*Set exercise*
Copy everything from the start of the entries down to the line containing "x=207 y=584", changing "potted palm plant" to "potted fern" and leaving all else unchanged.

>> start

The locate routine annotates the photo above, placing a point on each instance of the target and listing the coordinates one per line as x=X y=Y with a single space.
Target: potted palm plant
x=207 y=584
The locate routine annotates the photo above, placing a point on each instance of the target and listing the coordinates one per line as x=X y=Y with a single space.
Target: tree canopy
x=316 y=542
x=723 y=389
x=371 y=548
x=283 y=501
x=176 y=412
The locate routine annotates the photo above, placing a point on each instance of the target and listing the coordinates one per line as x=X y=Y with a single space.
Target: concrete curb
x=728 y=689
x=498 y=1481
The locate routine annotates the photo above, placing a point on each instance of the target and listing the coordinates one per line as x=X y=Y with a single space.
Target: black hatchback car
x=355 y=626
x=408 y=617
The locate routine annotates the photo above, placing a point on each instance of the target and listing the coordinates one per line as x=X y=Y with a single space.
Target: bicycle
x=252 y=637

>> end

*Correct result*
The locate routine annotates the photo above, placing a point on each instance of the target and listing the coordinates one per line as x=X y=Y with a single space.
Target: potted fern
x=207 y=584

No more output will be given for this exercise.